### Aim A
In the account of Nixon's resignation, what did Senator Ted Kennedy call Ford's pardon?

======== Supplied passage ========

On this day in 1974, President Richard Nixon announces his resignation from office. He’d been facing impeachment and possible criminal charges related to the Watergate scandal. His successor, President Gerald Ford, would soon grant the former President a “full, free, and absolute pardon.”
Americans were irate! Shouldn’t Nixon be put on trial, just as any normal citizen would?
The New York Times blasted the pardon as “a profoundly unwise, divisive and unjust act.” Ford’s press secretary quit. Senator Ted Kennedy called it “the culmination of the Watergate cover-up.” Some people accused Ford of brokering a deal with Nixon. Had Nixon agreed to resign in return for his own pardon?
Needless to say, Ford’s personal popularity took a hit, and his approval rating plummeted.
Ford himself was a bit taken aback. He expected the decision to be unpopular, but he was shocked at the extent of Americans’ outrage. From his point of view, however, the pardon was necessary. In fact, he’d probably more or less known what he was going to do, at least since his first presidential press conference on August 28.
At that press conference, the new President had been ready for questions about the economy or foreign affairs. He got some of those, but he was also overwhelmed with questions about Watergate. Other meetings in the White House kept getting sidetracked on the issue, too. Taken together, such events reinforced his impression that the country could not move on until the issue with Nixon was resolved.

======== Extracted entries ========

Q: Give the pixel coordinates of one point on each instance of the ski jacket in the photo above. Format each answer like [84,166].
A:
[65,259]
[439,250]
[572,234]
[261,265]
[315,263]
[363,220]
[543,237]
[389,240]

========

### Aim B
Render every line of the location identification records as a JSON list of strings, one string per line, skipping blank lines.

### Complete output A
He called it "the culmination of the Watergate cover-up."

### Complete output B
[
  "Q: Give the pixel coordinates of one point on each instance of the ski jacket in the photo above. Format each answer like [84,166].",
  "A:",
  "[65,259]",
  "[439,250]",
  "[572,234]",
  "[261,265]",
  "[315,263]",
  "[363,220]",
  "[543,237]",
  "[389,240]"
]